● **Task to carry out**
What lines of the data below hold "slope"? Show them.
[Recorded data]
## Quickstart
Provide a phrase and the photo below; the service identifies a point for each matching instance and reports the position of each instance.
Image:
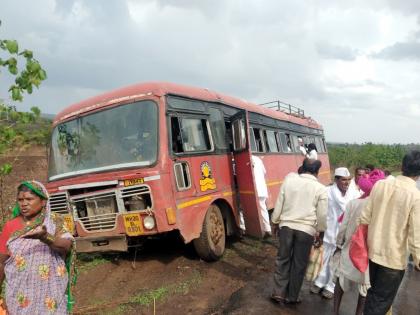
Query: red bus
(156, 157)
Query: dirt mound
(28, 163)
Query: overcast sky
(354, 66)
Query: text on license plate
(134, 181)
(133, 224)
(68, 223)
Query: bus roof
(140, 90)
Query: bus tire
(210, 246)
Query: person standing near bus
(301, 147)
(339, 195)
(392, 214)
(299, 216)
(312, 152)
(262, 193)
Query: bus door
(246, 190)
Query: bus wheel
(210, 246)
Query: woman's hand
(38, 233)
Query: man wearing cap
(339, 195)
(392, 214)
(301, 147)
(300, 215)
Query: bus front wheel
(210, 246)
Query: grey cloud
(400, 51)
(330, 51)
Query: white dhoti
(325, 278)
(264, 217)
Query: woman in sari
(34, 246)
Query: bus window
(318, 144)
(295, 143)
(190, 134)
(238, 132)
(252, 140)
(218, 128)
(272, 144)
(324, 146)
(259, 139)
(289, 143)
(176, 135)
(283, 141)
(182, 176)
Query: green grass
(148, 297)
(86, 263)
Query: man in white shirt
(262, 193)
(392, 214)
(339, 195)
(300, 215)
(302, 148)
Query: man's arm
(366, 214)
(278, 208)
(3, 258)
(414, 233)
(321, 211)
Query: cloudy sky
(354, 66)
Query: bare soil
(166, 276)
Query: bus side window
(252, 140)
(182, 176)
(289, 143)
(318, 144)
(271, 141)
(218, 128)
(259, 139)
(176, 135)
(238, 135)
(190, 134)
(295, 143)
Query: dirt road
(168, 278)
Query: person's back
(299, 209)
(393, 207)
(392, 214)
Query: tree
(11, 121)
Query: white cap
(342, 171)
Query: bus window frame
(180, 116)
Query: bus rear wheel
(210, 246)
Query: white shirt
(336, 207)
(313, 155)
(302, 150)
(259, 176)
(301, 204)
(347, 228)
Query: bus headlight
(149, 222)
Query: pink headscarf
(366, 183)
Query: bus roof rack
(285, 108)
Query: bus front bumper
(116, 243)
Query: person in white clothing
(301, 147)
(339, 195)
(347, 276)
(358, 173)
(312, 152)
(262, 193)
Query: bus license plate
(133, 224)
(68, 223)
(134, 181)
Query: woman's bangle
(49, 239)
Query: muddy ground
(166, 277)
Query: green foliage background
(382, 156)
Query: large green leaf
(12, 46)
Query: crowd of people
(308, 214)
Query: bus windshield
(119, 137)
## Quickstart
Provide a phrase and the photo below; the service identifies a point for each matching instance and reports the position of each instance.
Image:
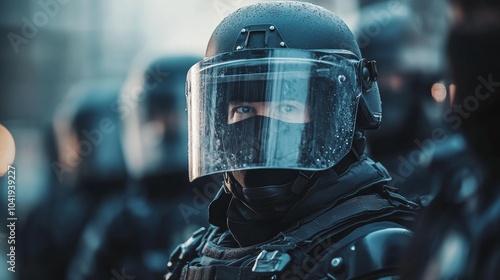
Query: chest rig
(341, 242)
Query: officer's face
(290, 111)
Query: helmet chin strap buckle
(302, 180)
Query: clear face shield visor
(274, 109)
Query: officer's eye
(287, 109)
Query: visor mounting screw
(336, 262)
(337, 265)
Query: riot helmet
(409, 64)
(152, 106)
(283, 86)
(87, 136)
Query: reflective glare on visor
(273, 109)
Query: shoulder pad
(375, 254)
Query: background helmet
(298, 56)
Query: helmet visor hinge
(368, 73)
(259, 36)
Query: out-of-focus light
(453, 90)
(7, 150)
(438, 92)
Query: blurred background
(51, 48)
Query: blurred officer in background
(279, 106)
(410, 68)
(133, 234)
(458, 236)
(90, 169)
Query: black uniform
(336, 230)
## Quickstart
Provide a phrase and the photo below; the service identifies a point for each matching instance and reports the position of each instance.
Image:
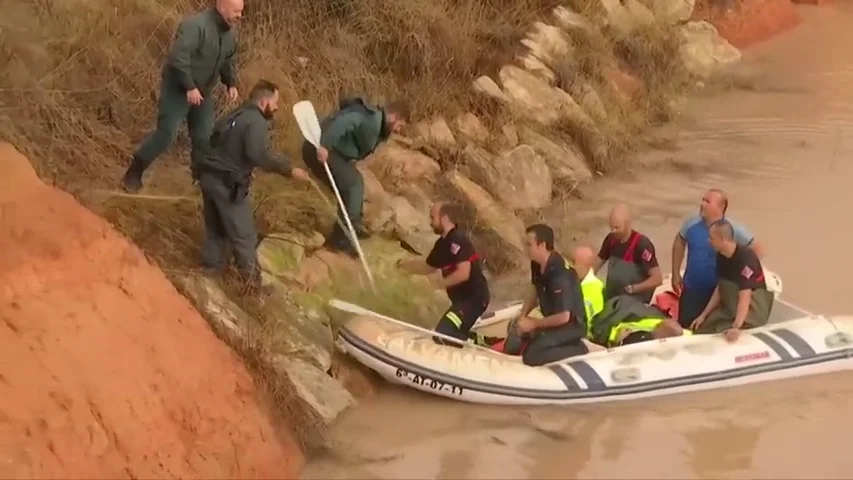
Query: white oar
(309, 124)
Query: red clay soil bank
(106, 371)
(748, 21)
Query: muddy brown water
(783, 150)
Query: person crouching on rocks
(741, 298)
(461, 275)
(348, 136)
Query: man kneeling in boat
(461, 275)
(623, 319)
(741, 298)
(560, 334)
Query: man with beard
(203, 52)
(461, 275)
(239, 144)
(348, 136)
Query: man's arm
(744, 237)
(187, 41)
(648, 260)
(228, 71)
(257, 149)
(603, 254)
(416, 266)
(338, 128)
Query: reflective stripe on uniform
(454, 319)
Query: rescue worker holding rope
(632, 265)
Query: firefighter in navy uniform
(461, 275)
(239, 144)
(560, 334)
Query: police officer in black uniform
(461, 275)
(239, 144)
(558, 294)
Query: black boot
(132, 180)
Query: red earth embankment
(106, 371)
(747, 22)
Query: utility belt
(237, 184)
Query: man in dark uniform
(238, 145)
(559, 297)
(461, 274)
(203, 50)
(348, 136)
(741, 298)
(632, 265)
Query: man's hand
(194, 97)
(731, 335)
(677, 283)
(322, 154)
(233, 94)
(300, 174)
(525, 325)
(697, 322)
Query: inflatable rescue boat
(794, 343)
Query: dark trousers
(172, 110)
(458, 320)
(350, 184)
(228, 221)
(691, 303)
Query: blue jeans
(691, 303)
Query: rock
(540, 101)
(500, 234)
(510, 133)
(626, 16)
(471, 126)
(589, 100)
(412, 226)
(488, 87)
(703, 51)
(671, 11)
(324, 395)
(548, 44)
(435, 132)
(313, 272)
(538, 68)
(359, 380)
(397, 168)
(520, 178)
(569, 20)
(280, 257)
(564, 161)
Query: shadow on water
(781, 150)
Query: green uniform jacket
(354, 131)
(203, 50)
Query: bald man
(700, 275)
(741, 299)
(632, 264)
(203, 51)
(461, 275)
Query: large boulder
(498, 233)
(704, 51)
(565, 162)
(300, 344)
(520, 178)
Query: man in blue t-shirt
(700, 275)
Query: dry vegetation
(78, 83)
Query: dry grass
(79, 79)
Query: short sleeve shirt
(701, 271)
(558, 288)
(743, 269)
(643, 251)
(446, 255)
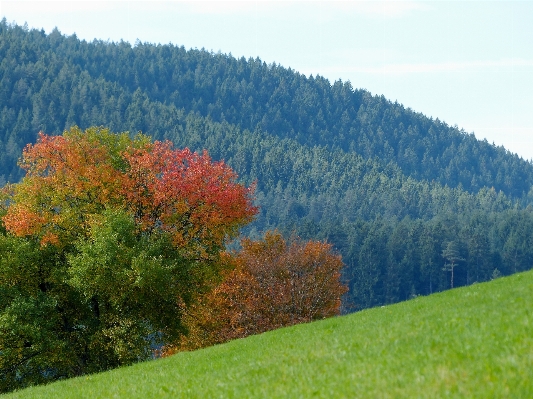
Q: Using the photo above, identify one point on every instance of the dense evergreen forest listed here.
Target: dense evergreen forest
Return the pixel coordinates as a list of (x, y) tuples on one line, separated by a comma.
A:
[(405, 199)]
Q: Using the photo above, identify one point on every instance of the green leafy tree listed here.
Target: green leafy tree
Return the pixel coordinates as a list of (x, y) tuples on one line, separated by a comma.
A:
[(453, 256), (103, 245)]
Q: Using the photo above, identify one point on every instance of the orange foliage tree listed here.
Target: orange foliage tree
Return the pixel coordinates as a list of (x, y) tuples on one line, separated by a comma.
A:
[(104, 243), (272, 283)]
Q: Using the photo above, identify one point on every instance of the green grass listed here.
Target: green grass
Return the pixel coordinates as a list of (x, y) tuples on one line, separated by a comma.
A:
[(470, 342)]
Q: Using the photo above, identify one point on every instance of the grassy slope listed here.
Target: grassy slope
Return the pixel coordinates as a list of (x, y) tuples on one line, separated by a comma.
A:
[(469, 342)]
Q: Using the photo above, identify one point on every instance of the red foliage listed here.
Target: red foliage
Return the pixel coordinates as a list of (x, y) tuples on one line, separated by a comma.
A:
[(72, 178), (273, 283)]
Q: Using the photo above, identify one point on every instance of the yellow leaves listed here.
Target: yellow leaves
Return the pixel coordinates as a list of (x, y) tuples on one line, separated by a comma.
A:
[(72, 177)]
[/Recorded data]
● **Answer to this problem**
Q: Using the photo above, identify one point on every instance of the grassy slope listed here.
Target: grassy slope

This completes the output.